# INSTRUCTION A:
Locate each line in the records below that contains the word "green", and copy those lines.
═══ DOCUMENT TEXT ═══
It's wild how Trophy Scars have been the quiet underdogs of, well, no one's scene for nearly a decade now. The New Jersey band began as a slightly spazzy and ill-tempered post-hardcore act influenced by the likes of Thursday, the Blood Brothers and Bright Eyes on their first full-length, the long buried Darts to the Sea in 2003; by the time the band had released their third LP, 2009's Bad Luck, they'd evolved into some strange stew of progressive punk, blues, lounge, classic rock, and light psychedelia. It was a sound that, while it didn't always compel, it often confounded, and its originality was striking enough to make it an approvable success. Their most recent EP, Darkness, Oh Hell, essentially picks up where that last album left off, and it results largely the same way.
"Sauvez-moi De L'Enfer" begins with rainfall, an omnious piano and French, female sung vocals singing the general theme of the record. Then she translates it for us ("Save me from hell") before frontman Jerry Jones comes in with his froggy mutter. That's when "Nausea" busts through with its big-band psychedelia; then a bluesy guitar riff and Jones' gravelly, Tom Waits hat-tip vocals begin to guide the jaunty number...all while the jazzy piano plinks in the background. This is largely Trophy Scars' M.O.: a cornucopia of styles smoothly blended into one, with a slightly sinister drive.
═══ INPUT FOR THIS TASK ═══
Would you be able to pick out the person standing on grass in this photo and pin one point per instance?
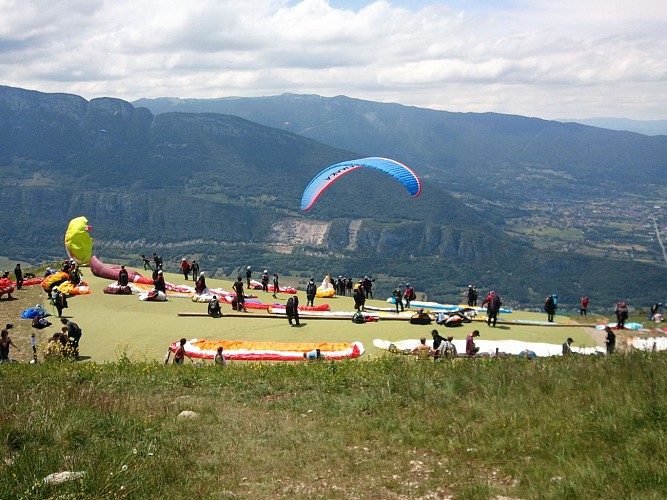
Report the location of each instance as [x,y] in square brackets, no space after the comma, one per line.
[73,334]
[567,349]
[240,296]
[409,295]
[180,354]
[200,284]
[311,291]
[276,285]
[610,340]
[437,341]
[123,277]
[18,274]
[621,314]
[5,342]
[398,297]
[185,268]
[59,300]
[214,308]
[146,262]
[550,308]
[265,280]
[359,297]
[159,283]
[584,306]
[248,276]
[292,309]
[471,348]
[493,303]
[219,359]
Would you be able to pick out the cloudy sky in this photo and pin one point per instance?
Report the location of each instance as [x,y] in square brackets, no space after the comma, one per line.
[555,59]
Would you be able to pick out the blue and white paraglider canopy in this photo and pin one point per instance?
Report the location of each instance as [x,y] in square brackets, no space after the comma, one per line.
[331,174]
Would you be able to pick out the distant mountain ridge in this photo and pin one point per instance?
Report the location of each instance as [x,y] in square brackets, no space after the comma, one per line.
[486,154]
[227,190]
[646,127]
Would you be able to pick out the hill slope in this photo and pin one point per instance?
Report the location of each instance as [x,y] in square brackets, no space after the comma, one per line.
[227,190]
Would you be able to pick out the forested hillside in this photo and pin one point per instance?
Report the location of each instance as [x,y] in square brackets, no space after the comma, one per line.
[228,190]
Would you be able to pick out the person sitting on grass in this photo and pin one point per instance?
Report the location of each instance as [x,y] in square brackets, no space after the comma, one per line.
[447,348]
[567,350]
[420,318]
[180,354]
[471,348]
[214,308]
[315,354]
[40,322]
[422,351]
[5,342]
[219,359]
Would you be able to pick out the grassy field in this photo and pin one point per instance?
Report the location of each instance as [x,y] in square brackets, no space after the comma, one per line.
[142,331]
[392,427]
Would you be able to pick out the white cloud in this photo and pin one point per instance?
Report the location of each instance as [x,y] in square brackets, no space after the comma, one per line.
[549,59]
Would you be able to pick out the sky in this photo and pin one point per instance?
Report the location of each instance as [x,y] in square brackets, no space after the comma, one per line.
[556,59]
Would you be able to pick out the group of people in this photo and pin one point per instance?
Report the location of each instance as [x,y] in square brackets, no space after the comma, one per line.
[399,295]
[442,347]
[187,267]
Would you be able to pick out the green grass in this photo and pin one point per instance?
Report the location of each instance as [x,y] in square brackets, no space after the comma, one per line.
[581,427]
[142,331]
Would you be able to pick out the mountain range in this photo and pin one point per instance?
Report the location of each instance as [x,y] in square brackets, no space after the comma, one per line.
[224,184]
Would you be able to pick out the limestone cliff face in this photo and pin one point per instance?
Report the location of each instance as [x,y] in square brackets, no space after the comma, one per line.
[42,212]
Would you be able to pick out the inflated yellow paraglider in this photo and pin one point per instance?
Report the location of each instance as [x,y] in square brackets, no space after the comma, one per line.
[78,242]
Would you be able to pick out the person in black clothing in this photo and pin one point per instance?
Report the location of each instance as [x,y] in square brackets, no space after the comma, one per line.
[550,308]
[610,340]
[292,309]
[248,276]
[472,296]
[159,283]
[368,287]
[311,291]
[359,297]
[492,303]
[123,276]
[18,273]
[276,285]
[60,301]
[73,334]
[437,340]
[621,314]
[146,262]
[398,295]
[214,308]
[240,296]
[265,280]
[200,284]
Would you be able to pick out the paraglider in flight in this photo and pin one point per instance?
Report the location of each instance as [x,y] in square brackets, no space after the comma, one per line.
[78,242]
[331,174]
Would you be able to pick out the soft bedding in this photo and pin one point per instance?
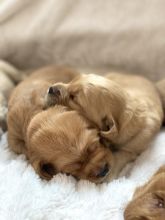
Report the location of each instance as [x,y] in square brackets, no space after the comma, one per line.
[24,196]
[99,35]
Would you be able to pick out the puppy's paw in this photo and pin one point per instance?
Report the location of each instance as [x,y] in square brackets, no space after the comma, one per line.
[3,113]
[56,94]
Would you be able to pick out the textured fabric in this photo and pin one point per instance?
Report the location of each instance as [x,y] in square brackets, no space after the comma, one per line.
[95,34]
[26,197]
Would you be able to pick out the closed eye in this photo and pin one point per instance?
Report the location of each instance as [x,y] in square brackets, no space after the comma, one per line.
[72,96]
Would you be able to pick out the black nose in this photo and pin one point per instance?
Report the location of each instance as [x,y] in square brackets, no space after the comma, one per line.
[53,91]
[103,171]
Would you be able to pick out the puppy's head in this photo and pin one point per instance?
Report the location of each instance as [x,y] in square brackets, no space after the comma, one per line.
[62,141]
[100,100]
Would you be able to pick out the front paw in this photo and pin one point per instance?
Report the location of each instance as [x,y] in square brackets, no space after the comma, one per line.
[3,114]
[56,94]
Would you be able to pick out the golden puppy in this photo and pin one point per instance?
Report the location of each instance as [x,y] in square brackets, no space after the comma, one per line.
[126,109]
[56,139]
[149,200]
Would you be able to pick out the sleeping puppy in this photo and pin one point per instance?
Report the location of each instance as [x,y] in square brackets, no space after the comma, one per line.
[126,110]
[56,139]
[149,200]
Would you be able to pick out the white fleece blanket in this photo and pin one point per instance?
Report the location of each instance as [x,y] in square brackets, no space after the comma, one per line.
[24,196]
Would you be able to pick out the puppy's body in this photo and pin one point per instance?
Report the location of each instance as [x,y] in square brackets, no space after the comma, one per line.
[149,200]
[126,109]
[56,139]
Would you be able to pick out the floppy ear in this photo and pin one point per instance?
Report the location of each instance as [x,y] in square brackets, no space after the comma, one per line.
[109,128]
[46,170]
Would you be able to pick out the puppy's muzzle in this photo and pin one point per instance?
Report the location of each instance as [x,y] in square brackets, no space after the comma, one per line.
[57,94]
[103,171]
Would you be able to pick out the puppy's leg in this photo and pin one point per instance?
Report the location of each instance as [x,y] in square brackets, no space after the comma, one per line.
[3,112]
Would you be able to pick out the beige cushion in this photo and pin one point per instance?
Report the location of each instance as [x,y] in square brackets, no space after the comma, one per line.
[96,34]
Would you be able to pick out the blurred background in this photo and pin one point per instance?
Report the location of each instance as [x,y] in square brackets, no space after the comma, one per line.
[95,35]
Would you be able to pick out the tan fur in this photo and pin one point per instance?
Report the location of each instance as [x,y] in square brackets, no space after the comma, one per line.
[126,109]
[149,200]
[56,139]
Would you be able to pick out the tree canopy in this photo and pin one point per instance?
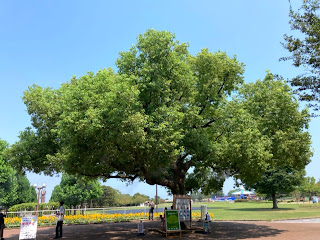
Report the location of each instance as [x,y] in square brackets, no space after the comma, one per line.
[164,117]
[15,188]
[75,190]
[304,47]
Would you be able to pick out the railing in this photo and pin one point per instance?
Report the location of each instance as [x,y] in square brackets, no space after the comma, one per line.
[83,215]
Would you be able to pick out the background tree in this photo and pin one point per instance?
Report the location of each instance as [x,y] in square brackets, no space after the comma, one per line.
[8,180]
[76,190]
[309,187]
[277,115]
[305,50]
[279,180]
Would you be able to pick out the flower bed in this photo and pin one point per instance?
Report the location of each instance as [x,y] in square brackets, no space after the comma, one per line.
[89,218]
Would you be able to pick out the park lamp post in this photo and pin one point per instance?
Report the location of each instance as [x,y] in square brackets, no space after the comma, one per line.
[35,185]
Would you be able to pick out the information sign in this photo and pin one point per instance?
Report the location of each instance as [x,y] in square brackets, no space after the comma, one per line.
[182,203]
[172,221]
[28,228]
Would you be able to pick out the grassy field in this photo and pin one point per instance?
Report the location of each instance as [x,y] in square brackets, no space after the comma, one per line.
[261,211]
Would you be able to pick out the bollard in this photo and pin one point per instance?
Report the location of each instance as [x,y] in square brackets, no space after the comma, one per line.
[140,229]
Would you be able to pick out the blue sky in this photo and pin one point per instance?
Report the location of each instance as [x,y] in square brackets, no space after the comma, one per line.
[47,42]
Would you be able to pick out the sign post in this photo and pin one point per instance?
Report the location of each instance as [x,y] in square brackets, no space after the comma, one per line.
[28,228]
[182,203]
[172,222]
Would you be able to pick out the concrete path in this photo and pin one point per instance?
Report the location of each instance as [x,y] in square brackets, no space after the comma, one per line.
[219,230]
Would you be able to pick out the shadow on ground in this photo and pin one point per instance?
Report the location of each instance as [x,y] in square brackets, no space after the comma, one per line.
[116,231]
[236,230]
[260,209]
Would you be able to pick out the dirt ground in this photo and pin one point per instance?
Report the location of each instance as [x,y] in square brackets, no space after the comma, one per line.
[218,230]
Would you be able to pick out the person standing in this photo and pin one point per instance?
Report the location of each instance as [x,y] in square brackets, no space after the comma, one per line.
[60,216]
[151,204]
[2,216]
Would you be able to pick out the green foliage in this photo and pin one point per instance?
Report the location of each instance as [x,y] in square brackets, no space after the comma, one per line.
[305,50]
[75,190]
[26,192]
[32,206]
[309,187]
[279,180]
[8,180]
[165,118]
[278,118]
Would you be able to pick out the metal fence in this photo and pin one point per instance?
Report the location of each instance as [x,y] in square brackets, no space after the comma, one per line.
[117,213]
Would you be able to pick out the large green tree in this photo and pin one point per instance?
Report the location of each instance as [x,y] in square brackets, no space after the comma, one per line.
[271,103]
[26,192]
[163,117]
[15,188]
[279,180]
[309,187]
[305,50]
[75,190]
[8,180]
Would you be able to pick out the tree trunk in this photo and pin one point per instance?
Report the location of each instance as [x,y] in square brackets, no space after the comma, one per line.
[274,201]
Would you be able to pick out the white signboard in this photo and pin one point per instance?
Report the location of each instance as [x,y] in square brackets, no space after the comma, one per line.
[28,227]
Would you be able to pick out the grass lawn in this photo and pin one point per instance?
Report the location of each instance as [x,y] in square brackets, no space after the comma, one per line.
[261,211]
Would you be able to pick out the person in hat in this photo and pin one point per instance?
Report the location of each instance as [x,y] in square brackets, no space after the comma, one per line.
[2,216]
[60,216]
[151,204]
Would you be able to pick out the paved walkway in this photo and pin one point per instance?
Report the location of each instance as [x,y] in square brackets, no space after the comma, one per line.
[219,230]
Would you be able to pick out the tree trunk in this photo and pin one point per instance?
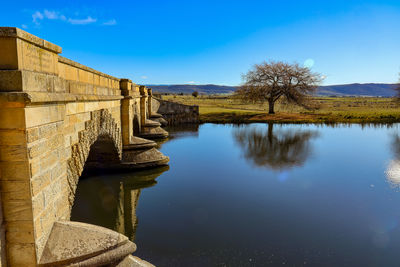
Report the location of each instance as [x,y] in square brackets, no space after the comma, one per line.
[271,107]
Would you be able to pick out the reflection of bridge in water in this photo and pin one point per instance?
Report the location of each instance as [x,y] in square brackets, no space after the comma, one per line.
[57,118]
[111,200]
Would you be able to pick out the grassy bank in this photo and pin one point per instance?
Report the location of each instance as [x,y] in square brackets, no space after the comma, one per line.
[225,109]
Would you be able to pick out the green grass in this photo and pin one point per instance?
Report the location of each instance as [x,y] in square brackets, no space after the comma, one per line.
[225,109]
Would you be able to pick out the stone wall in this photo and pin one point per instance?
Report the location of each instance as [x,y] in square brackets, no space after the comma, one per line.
[176,113]
[52,110]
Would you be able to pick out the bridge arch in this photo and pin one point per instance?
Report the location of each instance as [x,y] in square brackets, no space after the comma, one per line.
[99,144]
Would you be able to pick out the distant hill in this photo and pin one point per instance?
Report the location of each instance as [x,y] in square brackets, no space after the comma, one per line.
[189,88]
[355,89]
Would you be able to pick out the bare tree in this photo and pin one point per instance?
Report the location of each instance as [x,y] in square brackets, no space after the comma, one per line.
[272,80]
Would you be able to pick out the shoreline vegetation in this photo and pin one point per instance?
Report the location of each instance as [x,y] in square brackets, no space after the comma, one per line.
[227,109]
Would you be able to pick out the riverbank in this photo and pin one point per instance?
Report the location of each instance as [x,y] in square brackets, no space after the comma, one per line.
[225,109]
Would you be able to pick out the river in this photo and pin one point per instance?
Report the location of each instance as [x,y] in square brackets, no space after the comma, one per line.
[259,195]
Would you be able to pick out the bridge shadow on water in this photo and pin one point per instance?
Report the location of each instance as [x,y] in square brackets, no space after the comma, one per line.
[110,199]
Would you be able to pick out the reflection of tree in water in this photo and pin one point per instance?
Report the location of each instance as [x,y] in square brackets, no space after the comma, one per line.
[279,150]
[393,170]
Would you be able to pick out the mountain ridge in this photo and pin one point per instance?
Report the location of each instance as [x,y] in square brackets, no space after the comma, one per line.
[353,89]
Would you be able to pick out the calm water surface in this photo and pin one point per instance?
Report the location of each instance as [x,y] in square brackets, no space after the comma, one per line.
[259,195]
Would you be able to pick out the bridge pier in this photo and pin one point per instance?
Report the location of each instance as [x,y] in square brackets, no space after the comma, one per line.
[56,117]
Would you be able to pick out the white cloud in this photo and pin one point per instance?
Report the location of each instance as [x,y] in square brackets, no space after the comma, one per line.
[110,22]
[36,17]
[53,15]
[88,20]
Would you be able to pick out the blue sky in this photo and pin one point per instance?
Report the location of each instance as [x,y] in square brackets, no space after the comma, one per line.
[170,42]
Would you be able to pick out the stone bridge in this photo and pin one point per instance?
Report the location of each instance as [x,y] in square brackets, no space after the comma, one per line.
[57,118]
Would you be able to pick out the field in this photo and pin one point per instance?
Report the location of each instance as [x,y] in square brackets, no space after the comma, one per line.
[226,109]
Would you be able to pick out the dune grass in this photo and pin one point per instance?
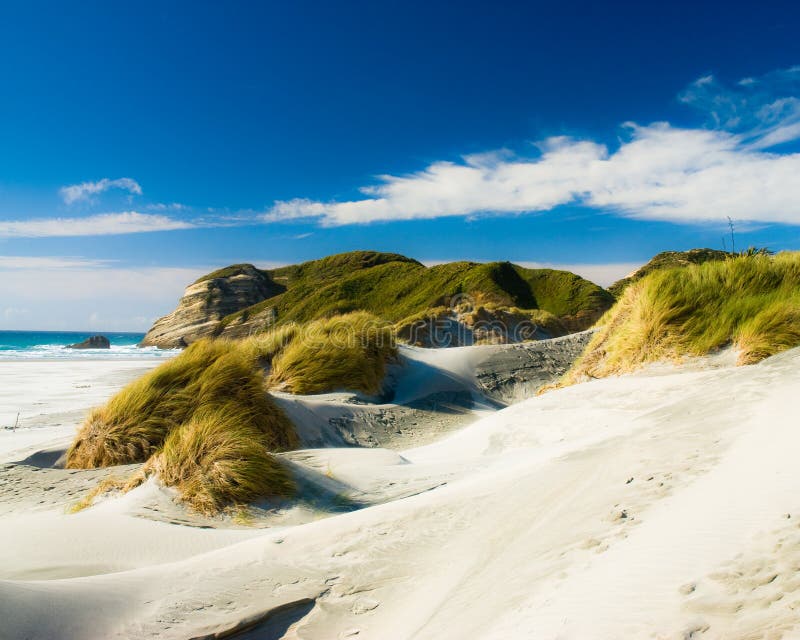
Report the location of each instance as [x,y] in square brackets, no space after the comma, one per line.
[203,421]
[393,288]
[750,302]
[210,374]
[219,458]
[347,352]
═══
# INSTRUCTION B:
Retype the passage from the Trophy Scars review above that starts at the words "It's wild how" and ends after "the same way.".

# TASK ANSWER A:
Would you be able to pick out the green grass in this photo and pin one point per instance?
Would you be able to pick out the green foliage in this photo and pin one point per instance?
Would you be able to pick out the large green tree in this photo and pin one point per instance?
Would you be able to pick out the green grass in this photo and pin one point per instance?

# TASK ANSWER B:
It's wild how Trophy Scars have been the quiet underdogs of, well, no one's scene for nearly a decade now. The New Jersey band began as a slightly spazzy and ill-tempered post-hardcore act influenced by the likes of Thursday, the Blood Brothers and Bright Eyes on their first full-length, the long buried Darts to the Sea in 2003; by the time the band had released their third LP, 2009's Bad Luck, they'd evolved into some strange stew of progressive punk, blues, lounge, classic rock, and light psychedelia. It was a sound that, while it didn't always compel, it often confounded, and its originality was striking enough to make it an approvable success. Their most recent EP, Darkness, Oh Hell, essentially picks up where that last album left off, and it results largely the same way.